_Problem requirements_
Would you transcribe the whole listing exactly, minus its pictures?
---- Dataset records
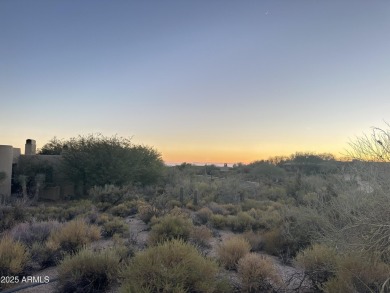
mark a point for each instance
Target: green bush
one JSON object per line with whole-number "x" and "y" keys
{"x": 319, "y": 263}
{"x": 13, "y": 257}
{"x": 44, "y": 256}
{"x": 257, "y": 273}
{"x": 232, "y": 250}
{"x": 72, "y": 236}
{"x": 359, "y": 273}
{"x": 203, "y": 215}
{"x": 172, "y": 266}
{"x": 28, "y": 233}
{"x": 113, "y": 225}
{"x": 219, "y": 221}
{"x": 88, "y": 271}
{"x": 255, "y": 240}
{"x": 200, "y": 236}
{"x": 170, "y": 227}
{"x": 242, "y": 222}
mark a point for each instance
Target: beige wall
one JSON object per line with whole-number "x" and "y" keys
{"x": 6, "y": 159}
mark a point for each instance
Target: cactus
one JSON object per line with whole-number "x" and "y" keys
{"x": 181, "y": 196}
{"x": 195, "y": 197}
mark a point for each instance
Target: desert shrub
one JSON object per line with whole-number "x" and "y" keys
{"x": 172, "y": 266}
{"x": 275, "y": 193}
{"x": 28, "y": 233}
{"x": 273, "y": 242}
{"x": 73, "y": 235}
{"x": 217, "y": 209}
{"x": 200, "y": 236}
{"x": 124, "y": 209}
{"x": 42, "y": 213}
{"x": 223, "y": 285}
{"x": 219, "y": 221}
{"x": 270, "y": 219}
{"x": 76, "y": 208}
{"x": 44, "y": 256}
{"x": 146, "y": 211}
{"x": 319, "y": 264}
{"x": 248, "y": 204}
{"x": 10, "y": 216}
{"x": 359, "y": 273}
{"x": 113, "y": 225}
{"x": 242, "y": 222}
{"x": 255, "y": 240}
{"x": 257, "y": 273}
{"x": 88, "y": 271}
{"x": 203, "y": 215}
{"x": 13, "y": 256}
{"x": 232, "y": 209}
{"x": 109, "y": 194}
{"x": 170, "y": 227}
{"x": 232, "y": 250}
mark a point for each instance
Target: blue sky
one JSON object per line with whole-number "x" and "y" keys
{"x": 201, "y": 81}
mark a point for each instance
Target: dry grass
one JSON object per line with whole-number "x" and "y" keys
{"x": 88, "y": 271}
{"x": 232, "y": 250}
{"x": 73, "y": 235}
{"x": 257, "y": 273}
{"x": 172, "y": 266}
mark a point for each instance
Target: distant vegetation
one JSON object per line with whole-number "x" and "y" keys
{"x": 97, "y": 160}
{"x": 303, "y": 223}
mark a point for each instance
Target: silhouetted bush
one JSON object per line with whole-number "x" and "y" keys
{"x": 172, "y": 266}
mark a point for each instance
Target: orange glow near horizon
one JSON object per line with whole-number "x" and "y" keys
{"x": 237, "y": 156}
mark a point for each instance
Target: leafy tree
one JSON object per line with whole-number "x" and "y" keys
{"x": 54, "y": 147}
{"x": 97, "y": 160}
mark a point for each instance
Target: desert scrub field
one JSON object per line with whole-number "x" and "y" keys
{"x": 239, "y": 232}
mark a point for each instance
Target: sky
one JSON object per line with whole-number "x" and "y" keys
{"x": 201, "y": 81}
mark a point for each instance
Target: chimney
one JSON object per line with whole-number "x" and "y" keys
{"x": 30, "y": 147}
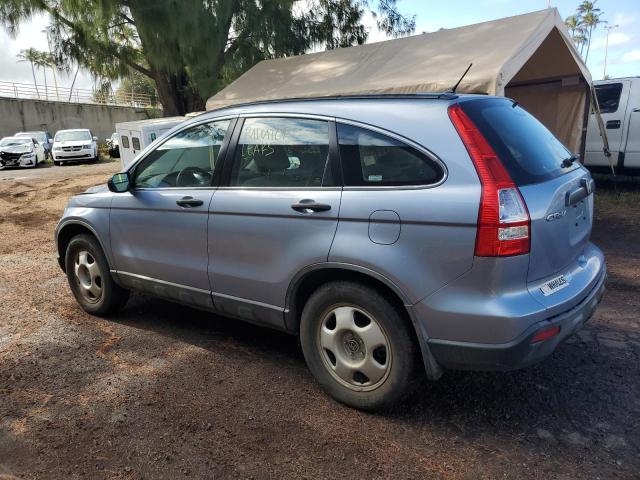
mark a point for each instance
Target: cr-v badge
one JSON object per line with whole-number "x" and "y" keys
{"x": 556, "y": 215}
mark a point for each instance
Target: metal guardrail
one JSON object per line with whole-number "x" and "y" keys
{"x": 76, "y": 95}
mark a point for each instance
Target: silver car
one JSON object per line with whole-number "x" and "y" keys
{"x": 398, "y": 236}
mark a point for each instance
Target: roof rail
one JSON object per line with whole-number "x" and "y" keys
{"x": 361, "y": 96}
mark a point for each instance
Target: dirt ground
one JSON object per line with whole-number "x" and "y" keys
{"x": 163, "y": 391}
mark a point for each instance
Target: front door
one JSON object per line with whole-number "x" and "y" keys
{"x": 277, "y": 214}
{"x": 612, "y": 99}
{"x": 159, "y": 228}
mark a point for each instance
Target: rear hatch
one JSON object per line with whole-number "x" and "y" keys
{"x": 558, "y": 194}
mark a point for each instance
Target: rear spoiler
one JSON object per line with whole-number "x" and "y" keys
{"x": 595, "y": 109}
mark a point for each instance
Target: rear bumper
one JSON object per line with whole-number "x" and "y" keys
{"x": 519, "y": 352}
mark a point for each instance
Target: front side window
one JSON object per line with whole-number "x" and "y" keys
{"x": 187, "y": 159}
{"x": 371, "y": 159}
{"x": 281, "y": 152}
{"x": 608, "y": 97}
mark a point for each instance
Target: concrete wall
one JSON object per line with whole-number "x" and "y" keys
{"x": 19, "y": 115}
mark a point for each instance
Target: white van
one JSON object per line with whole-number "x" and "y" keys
{"x": 619, "y": 101}
{"x": 137, "y": 135}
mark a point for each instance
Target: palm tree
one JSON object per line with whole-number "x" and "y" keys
{"x": 30, "y": 55}
{"x": 590, "y": 19}
{"x": 42, "y": 61}
{"x": 49, "y": 61}
{"x": 576, "y": 29}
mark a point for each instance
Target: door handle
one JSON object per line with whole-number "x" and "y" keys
{"x": 189, "y": 202}
{"x": 310, "y": 206}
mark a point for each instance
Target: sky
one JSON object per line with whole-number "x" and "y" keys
{"x": 624, "y": 41}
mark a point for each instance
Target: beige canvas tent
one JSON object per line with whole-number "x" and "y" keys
{"x": 529, "y": 58}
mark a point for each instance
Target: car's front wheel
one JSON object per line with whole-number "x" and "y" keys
{"x": 359, "y": 346}
{"x": 90, "y": 279}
--------
_Task solution_
mark a point for each instance
Target: green bush
one JSON object per line with whole-number "x" and "y" keys
{"x": 319, "y": 263}
{"x": 13, "y": 257}
{"x": 44, "y": 256}
{"x": 257, "y": 273}
{"x": 232, "y": 250}
{"x": 72, "y": 236}
{"x": 359, "y": 273}
{"x": 203, "y": 215}
{"x": 172, "y": 266}
{"x": 28, "y": 233}
{"x": 113, "y": 225}
{"x": 219, "y": 221}
{"x": 88, "y": 271}
{"x": 255, "y": 240}
{"x": 200, "y": 236}
{"x": 170, "y": 227}
{"x": 242, "y": 222}
mark a point for each instance
Target: beige wall
one JSON object per line with whole-number "x" and "y" keys
{"x": 6, "y": 159}
mark a point for each instance
Target: cactus
one JSON object per line with whole-number "x" and "y" keys
{"x": 181, "y": 196}
{"x": 195, "y": 197}
mark a point for each instance
Target: desert shrub
one JSON object per line with whole-number "x" and "y" keys
{"x": 172, "y": 266}
{"x": 275, "y": 193}
{"x": 28, "y": 233}
{"x": 273, "y": 242}
{"x": 73, "y": 235}
{"x": 217, "y": 209}
{"x": 200, "y": 236}
{"x": 124, "y": 209}
{"x": 42, "y": 213}
{"x": 223, "y": 285}
{"x": 219, "y": 221}
{"x": 270, "y": 219}
{"x": 76, "y": 208}
{"x": 44, "y": 256}
{"x": 146, "y": 211}
{"x": 319, "y": 264}
{"x": 248, "y": 204}
{"x": 10, "y": 216}
{"x": 359, "y": 273}
{"x": 113, "y": 225}
{"x": 242, "y": 222}
{"x": 255, "y": 240}
{"x": 257, "y": 273}
{"x": 88, "y": 271}
{"x": 203, "y": 215}
{"x": 13, "y": 256}
{"x": 232, "y": 209}
{"x": 109, "y": 194}
{"x": 170, "y": 227}
{"x": 232, "y": 250}
mark a point for each instance
Target: blue sky
one JSON object per line with whole-number "x" and "y" keys
{"x": 201, "y": 81}
mark a point for each instance
Target: dry grass
one JSON object per line with whole-number "x" and "y" keys
{"x": 88, "y": 271}
{"x": 232, "y": 250}
{"x": 73, "y": 235}
{"x": 257, "y": 273}
{"x": 172, "y": 266}
mark a point for each instance
Target: distant vegetation
one JSON object per line with whole-number "x" and "y" keys
{"x": 97, "y": 160}
{"x": 303, "y": 223}
mark a point for each instance
Target: silhouetted bush
one JSON object per line with whole-number "x" and "y" keys
{"x": 172, "y": 266}
mark a point for each instance
Target: orange glow near horizon
one JSON object per line with whole-number "x" and "y" keys
{"x": 237, "y": 156}
mark a point for each instance
Target: leafy tree
one JSON object per line with whole-number "x" and "y" keys
{"x": 54, "y": 147}
{"x": 97, "y": 160}
mark a point for each instance
Target: desert scrub field
one JSON object per line with whole-number "x" and "y" keys
{"x": 239, "y": 232}
mark a point for each instance
Target: sky
one JSON object per line with whole-number "x" and "y" keys
{"x": 201, "y": 81}
mark a point for each instance
Target: chimney
one JSON object per line with whole-number "x" and "y" keys
{"x": 30, "y": 147}
mark a point for each instance
Target: cr-v badge
one JSON object per line with whole-number "x" and "y" keys
{"x": 556, "y": 215}
mark a point for each instance
Target: metal guardrail
one JSON object per line with whole-number "x" and "y" keys
{"x": 76, "y": 95}
mark a point for each instance
Target: silver car
one JSON object per line with whole-number "x" and "y" keys
{"x": 398, "y": 236}
mark a point for each instance
Target: roof rail
one JSON object per line with whole-number "x" and "y" keys
{"x": 361, "y": 96}
mark a point for each instance
Target: dirt ground
one JSON object per line with whole-number "x" and "y" keys
{"x": 163, "y": 391}
mark a point for each instance
Target: front door
one JSON object per line with whole-number "x" and "y" keys
{"x": 277, "y": 214}
{"x": 612, "y": 99}
{"x": 159, "y": 228}
mark a point for each instance
Target: rear hatch
one JSON object per line with whole-number "x" and "y" keys
{"x": 558, "y": 194}
mark a point for each instance
Target: rear spoiler
one JSON object per line with whole-number "x" and "y" keys
{"x": 595, "y": 109}
mark a point for each instance
Target: rear bumper
one JSON object per line with whole-number "x" and "y" keys
{"x": 519, "y": 352}
mark a point for each instance
Target: front side window
one JSON object per line with whole-number "x" and "y" keys
{"x": 187, "y": 159}
{"x": 371, "y": 159}
{"x": 281, "y": 152}
{"x": 608, "y": 97}
mark a point for each instance
Target: concrete wall
one JSON object per line with whole-number "x" and "y" keys
{"x": 19, "y": 115}
mark a point for each instance
Target: white van
one JSON object per line with whole-number "x" and "y" keys
{"x": 619, "y": 101}
{"x": 137, "y": 135}
mark a point for each instance
Target: palm tree
one JSON object per line with whole-number "x" and "y" keys
{"x": 30, "y": 55}
{"x": 590, "y": 19}
{"x": 42, "y": 61}
{"x": 49, "y": 61}
{"x": 576, "y": 29}
mark a point for each instance
Target: door handle
one JSON object per line with whole-number "x" and "y" keys
{"x": 189, "y": 202}
{"x": 310, "y": 206}
mark a point for each instance
Target: sky
one JSON object per line with whole-number "x" and "y" keys
{"x": 624, "y": 41}
mark a point for each instance
Target: beige canvas tent
one JSON object per line with whole-number "x" and "y" keys
{"x": 529, "y": 58}
mark a point for each instance
Target: car's front wheel
one JSON object per line with whole-number "x" and "y" keys
{"x": 359, "y": 346}
{"x": 90, "y": 279}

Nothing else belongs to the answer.